### What to do
[1] Pull out the passage from the essay on childhood dreams, starting with "As a child, I" and going on through "that are unheard.". Copy it word for word.
[2] Check each statement against the essay on childhood dreams. Answer yes or no, and quote the words from the essay that settle it: (a) The writer once wanted to be an astronaut. (b) As a child, the writer went around interviewing relatives. (c) Elena Yoncheva is described as a famous Bulgarian political reporter.

I always thought I was very pragmatic in my life and my dreams. My dreams were always things that I was sure were not completely impossible, maybe I had to sweat a bit for them, but at the end – I was going to succeed in them. I never wanted to be an astronaut, a mathematician (which in my case is a lost cause) or a Nobel laureate (for the very same reason). I knew what my qualifications were, and I was enjoying them, dreaming about the days in which I will be able to pursue my modest desires.
As a child, I wanted to be a journalist. I had children’s interview dictaphone set and I was going around, interviewing all my relatives. Later, when I was realizing what journalism really is, Elena Yoncheva – a famous Bulgarian political reporter was my inspiration. I was fascinated by her bravery, as she was reporting from the most dangerous places in the world, writing history with her amazing interviews. I was imagining myself constantly traveling and meeting the most bizarre people, just like her. Telling the stories of the ones, that are unheard.

Saved entries
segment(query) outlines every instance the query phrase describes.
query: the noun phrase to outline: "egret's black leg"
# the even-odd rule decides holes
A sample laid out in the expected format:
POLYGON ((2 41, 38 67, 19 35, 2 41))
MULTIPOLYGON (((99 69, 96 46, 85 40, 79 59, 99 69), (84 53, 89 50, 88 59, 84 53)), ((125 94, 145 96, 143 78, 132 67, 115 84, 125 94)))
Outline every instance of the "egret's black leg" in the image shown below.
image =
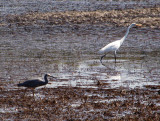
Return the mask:
POLYGON ((114 57, 115 57, 115 63, 116 63, 116 51, 114 52, 114 57))
MULTIPOLYGON (((106 55, 103 55, 102 57, 101 57, 101 59, 100 59, 100 62, 101 62, 101 64, 102 64, 102 59, 103 59, 103 57, 105 57, 106 55)), ((102 64, 103 65, 103 64, 102 64)))

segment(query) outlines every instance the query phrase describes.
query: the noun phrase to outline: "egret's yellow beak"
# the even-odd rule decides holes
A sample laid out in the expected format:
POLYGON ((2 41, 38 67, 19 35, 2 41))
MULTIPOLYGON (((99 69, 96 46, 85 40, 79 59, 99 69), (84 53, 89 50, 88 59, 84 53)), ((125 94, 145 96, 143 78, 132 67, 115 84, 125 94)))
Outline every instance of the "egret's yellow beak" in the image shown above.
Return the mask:
POLYGON ((142 24, 136 24, 136 26, 141 27, 141 26, 142 26, 142 24))

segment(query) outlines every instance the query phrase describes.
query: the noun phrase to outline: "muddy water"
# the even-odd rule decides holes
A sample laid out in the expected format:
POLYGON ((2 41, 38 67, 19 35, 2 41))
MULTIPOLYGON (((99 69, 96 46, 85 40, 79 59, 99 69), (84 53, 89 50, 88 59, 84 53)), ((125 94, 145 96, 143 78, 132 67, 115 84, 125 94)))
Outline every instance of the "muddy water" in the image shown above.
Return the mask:
POLYGON ((117 52, 108 53, 101 65, 98 50, 121 38, 126 27, 103 25, 53 26, 52 28, 16 28, 1 30, 0 77, 7 88, 26 79, 51 73, 46 87, 142 88, 159 84, 160 30, 132 28, 117 52), (77 27, 76 27, 77 28, 77 27), (48 31, 50 29, 50 31, 48 31))
POLYGON ((159 0, 2 0, 1 15, 27 12, 135 9, 160 5, 159 0))

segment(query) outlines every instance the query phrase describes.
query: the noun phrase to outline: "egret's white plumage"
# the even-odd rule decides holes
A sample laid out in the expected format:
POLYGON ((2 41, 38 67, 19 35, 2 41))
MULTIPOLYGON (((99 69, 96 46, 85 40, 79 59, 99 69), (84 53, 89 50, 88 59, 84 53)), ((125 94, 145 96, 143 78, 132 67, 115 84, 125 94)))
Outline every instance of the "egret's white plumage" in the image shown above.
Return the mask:
POLYGON ((102 63, 103 57, 106 56, 107 52, 114 52, 115 62, 116 62, 116 51, 120 48, 120 46, 122 45, 123 41, 126 39, 130 28, 132 28, 133 26, 141 26, 141 24, 132 23, 128 27, 127 32, 126 32, 125 36, 122 39, 116 40, 114 42, 111 42, 111 43, 107 44, 105 47, 103 47, 102 49, 99 50, 99 53, 104 54, 100 59, 101 63, 102 63))

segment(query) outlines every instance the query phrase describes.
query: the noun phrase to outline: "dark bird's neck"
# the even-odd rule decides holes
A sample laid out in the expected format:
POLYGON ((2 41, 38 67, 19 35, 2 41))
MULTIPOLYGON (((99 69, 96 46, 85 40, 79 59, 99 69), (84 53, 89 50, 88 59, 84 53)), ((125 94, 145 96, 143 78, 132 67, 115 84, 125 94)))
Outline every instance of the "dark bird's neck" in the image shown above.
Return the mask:
POLYGON ((44 76, 44 80, 45 80, 44 83, 47 84, 48 83, 47 75, 44 76))

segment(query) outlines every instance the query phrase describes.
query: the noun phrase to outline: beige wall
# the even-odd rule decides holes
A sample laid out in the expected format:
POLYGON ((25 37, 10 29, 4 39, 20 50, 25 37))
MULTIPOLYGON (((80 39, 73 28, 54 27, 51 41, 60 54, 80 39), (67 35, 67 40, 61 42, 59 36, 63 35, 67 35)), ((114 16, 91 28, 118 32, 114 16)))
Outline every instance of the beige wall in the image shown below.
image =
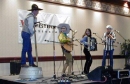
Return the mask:
MULTIPOLYGON (((114 69, 123 69, 124 68, 124 59, 114 59, 114 69)), ((63 62, 62 61, 56 61, 56 75, 59 77, 61 76, 61 72, 63 69, 63 62)), ((85 60, 83 60, 83 64, 85 63, 85 60)), ((107 64, 107 63, 106 63, 107 64)), ((83 65, 84 66, 84 65, 83 65)), ((92 66, 90 70, 95 69, 96 67, 101 66, 101 60, 94 60, 92 63, 92 66)), ((44 77, 52 77, 53 76, 53 61, 49 62, 39 62, 39 67, 42 68, 44 77)), ((80 74, 82 72, 81 68, 81 61, 75 60, 73 70, 75 74, 80 74)), ((10 75, 10 65, 9 63, 0 63, 0 77, 10 75)))
MULTIPOLYGON (((128 17, 113 15, 102 12, 95 12, 87 9, 55 5, 45 2, 34 2, 27 0, 0 0, 0 57, 14 57, 21 55, 22 45, 18 43, 18 16, 17 9, 30 9, 32 3, 38 4, 44 12, 55 14, 67 14, 71 17, 71 28, 78 30, 76 38, 81 39, 86 28, 91 28, 92 32, 100 36, 105 32, 107 24, 112 25, 119 30, 125 38, 130 36, 130 19, 128 17)), ((94 35, 93 35, 94 36, 94 35)), ((97 38, 98 42, 101 42, 97 38)), ((123 41, 117 35, 117 41, 123 41)), ((76 43, 78 44, 78 43, 76 43)), ((116 44, 118 45, 118 44, 116 44)), ((98 51, 91 52, 92 55, 102 55, 103 46, 98 45, 98 51)), ((80 55, 80 46, 75 47, 75 55, 80 55)), ((120 46, 115 48, 115 55, 120 52, 120 46)), ((34 45, 33 45, 33 54, 34 45)), ((52 56, 53 50, 51 44, 38 44, 39 56, 52 56)), ((59 45, 56 45, 56 56, 61 56, 62 52, 59 45)))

### Results in order
[1]
As a child, I wanted to be a journalist. I had children’s interview dictaphone set and I was going around, interviewing all my relatives. Later, when I was realizing what journalism really is, Elena Yoncheva – a famous Bulgarian political reporter was my inspiration. I was fascinated by her bravery, as she was reporting from the most dangerous places in the world, writing history with her amazing interviews. I was imagining myself constantly traveling and meeting the most bizarre people, just like her. Telling the stories of the ones, that are unheard.

[2]
(a) No: "I never wanted to be an astronaut"
(b) Yes: "I had children’s interview dictaphone set and I was going around, interviewing all my relatives."
(c) Yes: "Elena Yoncheva – a famous Bulgarian political reporter"